_Your objective:_
Find where "Tag the cabinet" occurs in the data below, and retype that line and every later line exactly.

_Provided data:_

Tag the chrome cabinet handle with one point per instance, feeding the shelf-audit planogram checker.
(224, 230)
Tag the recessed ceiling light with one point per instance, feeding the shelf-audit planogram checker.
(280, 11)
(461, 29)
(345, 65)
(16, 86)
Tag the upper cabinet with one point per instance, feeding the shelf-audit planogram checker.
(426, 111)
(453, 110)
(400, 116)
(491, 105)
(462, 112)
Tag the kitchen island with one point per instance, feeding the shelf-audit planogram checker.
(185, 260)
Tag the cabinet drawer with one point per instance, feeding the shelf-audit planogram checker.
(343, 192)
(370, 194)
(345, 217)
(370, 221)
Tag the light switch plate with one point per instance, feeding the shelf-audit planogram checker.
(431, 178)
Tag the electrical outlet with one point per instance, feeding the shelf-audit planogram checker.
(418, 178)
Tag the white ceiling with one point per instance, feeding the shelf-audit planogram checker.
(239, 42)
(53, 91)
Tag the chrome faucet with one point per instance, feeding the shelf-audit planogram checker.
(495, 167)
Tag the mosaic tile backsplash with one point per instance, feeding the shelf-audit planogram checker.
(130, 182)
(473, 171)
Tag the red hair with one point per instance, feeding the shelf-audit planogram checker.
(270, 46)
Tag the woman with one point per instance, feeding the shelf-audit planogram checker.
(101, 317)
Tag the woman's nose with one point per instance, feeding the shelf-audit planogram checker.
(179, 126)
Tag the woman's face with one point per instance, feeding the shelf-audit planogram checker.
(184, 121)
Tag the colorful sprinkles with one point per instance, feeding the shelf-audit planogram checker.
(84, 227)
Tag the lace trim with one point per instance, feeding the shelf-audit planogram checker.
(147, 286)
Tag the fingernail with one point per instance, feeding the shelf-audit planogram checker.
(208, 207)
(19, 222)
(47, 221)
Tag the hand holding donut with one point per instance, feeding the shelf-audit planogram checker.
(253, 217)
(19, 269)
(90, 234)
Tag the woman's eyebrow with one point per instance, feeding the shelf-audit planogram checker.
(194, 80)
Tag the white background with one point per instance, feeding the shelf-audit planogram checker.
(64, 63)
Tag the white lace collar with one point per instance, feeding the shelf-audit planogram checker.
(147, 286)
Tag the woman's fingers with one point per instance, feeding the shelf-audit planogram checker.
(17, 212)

_Answer space:_
Tag the cabinet drawer with one point per instance, feeding the shelf-audit planogram checker.
(343, 192)
(370, 194)
(345, 217)
(370, 221)
Tag the light switch plate with one point per instance, feeding the shelf-audit planogram checker.
(431, 178)
Tag the electrical outlet with one point per instance, feeding the shelf-audit planogram checker.
(418, 178)
Tag the white ceiling with one point per instance, feeding the shelf-audit planogram checker.
(239, 42)
(53, 91)
Tag the chrome faucet with one point per instance, feeding the shelf-audit planogram checker.
(495, 167)
Tag the mosaic tile backsplash with one point per instance, feeding the shelf-audit planogram checker.
(130, 182)
(473, 171)
Tag the red hair with one point per instance, feeding the shelf-audit planogram checker.
(270, 46)
Tag the woman with one point per instance, feeding the shelf-audit planogram checker.
(101, 317)
Tag the woman's nose with one point per instance, feeding the shelf-audit planogram checker.
(179, 126)
Tag the woman's face with one point per instance, feeding the shelf-audit planogram checker.
(184, 121)
Tag the colorful sprinkles with one point per instance, feeding the shelf-audit planogram checker.
(84, 227)
Tag the lace trim with one point per instance, feeding the shelf-audit planogram checker.
(147, 286)
Tag the fingernail with one point per instance, feeding the shelf-audit planogram checker.
(208, 207)
(19, 222)
(47, 221)
Tag the hand holding donut with one point per instance, feeding the shelf-audit planogram checker.
(253, 217)
(19, 269)
(90, 234)
Tag the woman's eyebrow with one point per instance, feeding the shelf-audit planogram checker.
(194, 80)
Tag the white background with one point per instance, feeding the shelf-audit planogram checker.
(64, 63)
Tag the white lace collar with one point per instance, feeding the shelf-audit planogram checker.
(147, 286)
Tag the woman's fingers with one point per instance, feeding the shelf-audit planogram checker.
(17, 212)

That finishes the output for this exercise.